— begin TEXT TO READ —

The main things to watch are good tool support with minimum overhang and keep the cuts small until you get a feel for it.

A surprising amount of work can be achieved with the basic tools.


----------



## gasmansteve (26 Sep 2007)

Hi Chas
Thanks for that. I forgot to add that the wood was quite green felled about 2 months ago not sure if thats relevant. I rough ground it to a cylinder and then shaped it with a spindle gouge and then made a flange. Turned it round in the lathe holding it with my Supernova chuck and then tried to hollow it out at which point it flew out at me after what can only have been a slight dig in and hardly any pressure. Same night I also tried making an apple on a screw chuck and again when I tried to form the base with the spindle gouge the ruddy thing flew out at me again. I looked round for Jeremy Beadle but no joy, think I need to join a club  .
Cheers
Steve


----------



## CHJ (26 Sep 2007)

gasmansteve":1o1frw7o said:


> ...a slight dig in and hardly any pressure. ....Steve



There is no such thing as a slight dig in I'm afraid, only some that you get away with.

The very nature of a dig in if the tool is above centre line means that it is going to be forced in deep quicker than you can react.

You must make sure you always have bevel contact, and the position of this contact must be in line with the tool rest contact point, and never let an unsupported wing of the gouge contact the wood because it will twist and be forced down onto the rest with a dig-in thrown in for good measure.

If you use a scraper with no bevel support always cut below centre line on the outside of a cylinder and above centre line inside a hole, that way if it tends to dig in it will be pushed into free air and not into the wood.

— end TEXT TO READ —

## TASK 1:
In the woodturning thread, list in order the steps Steve says he took with the green wood before it flew out of the lathe.
## TASK 2:
According to the woodturning thread, where should you cut on the outside of a cylinder when using a scraper with no bevel support?
The records have nothing to do with the woodturning thread.

— begin ROWS —

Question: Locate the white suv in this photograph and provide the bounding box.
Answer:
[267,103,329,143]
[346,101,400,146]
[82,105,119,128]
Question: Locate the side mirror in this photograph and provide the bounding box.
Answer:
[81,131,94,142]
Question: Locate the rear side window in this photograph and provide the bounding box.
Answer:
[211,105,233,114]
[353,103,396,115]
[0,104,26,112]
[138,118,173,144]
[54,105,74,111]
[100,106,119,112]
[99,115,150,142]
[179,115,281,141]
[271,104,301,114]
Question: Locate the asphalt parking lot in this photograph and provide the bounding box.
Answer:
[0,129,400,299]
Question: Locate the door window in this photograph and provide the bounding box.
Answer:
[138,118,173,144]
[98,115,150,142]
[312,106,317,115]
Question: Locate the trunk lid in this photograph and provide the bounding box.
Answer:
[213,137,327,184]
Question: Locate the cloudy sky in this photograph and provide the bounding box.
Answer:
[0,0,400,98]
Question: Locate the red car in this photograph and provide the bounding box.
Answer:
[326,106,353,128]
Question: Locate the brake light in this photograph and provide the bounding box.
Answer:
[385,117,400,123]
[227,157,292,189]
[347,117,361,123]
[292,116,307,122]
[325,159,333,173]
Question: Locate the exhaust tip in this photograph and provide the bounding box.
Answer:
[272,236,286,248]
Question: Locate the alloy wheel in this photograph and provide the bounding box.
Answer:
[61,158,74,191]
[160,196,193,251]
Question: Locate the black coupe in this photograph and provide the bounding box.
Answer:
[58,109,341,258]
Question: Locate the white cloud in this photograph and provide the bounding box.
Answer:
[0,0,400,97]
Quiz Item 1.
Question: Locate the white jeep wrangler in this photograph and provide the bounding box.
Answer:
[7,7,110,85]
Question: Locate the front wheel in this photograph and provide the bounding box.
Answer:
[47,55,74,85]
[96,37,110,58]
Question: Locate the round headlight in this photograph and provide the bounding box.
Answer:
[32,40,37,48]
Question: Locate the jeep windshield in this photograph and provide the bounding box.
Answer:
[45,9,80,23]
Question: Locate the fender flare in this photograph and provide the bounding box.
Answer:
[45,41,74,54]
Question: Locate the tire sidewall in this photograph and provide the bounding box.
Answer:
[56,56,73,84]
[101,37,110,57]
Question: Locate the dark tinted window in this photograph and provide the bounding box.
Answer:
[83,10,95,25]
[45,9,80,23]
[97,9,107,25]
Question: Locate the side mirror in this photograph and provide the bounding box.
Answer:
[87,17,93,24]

— end ROWS —

## CORRECT ANSWER 1:
1. He rough ground it to a cylinder.
2. He shaped it with a spindle gouge.
3. He made a flange.
4. He turned it round in the lathe, holding it with his Supernova chuck.
5. He tried to hollow it out.

## CORRECT ANSWER 2:
Below the center line.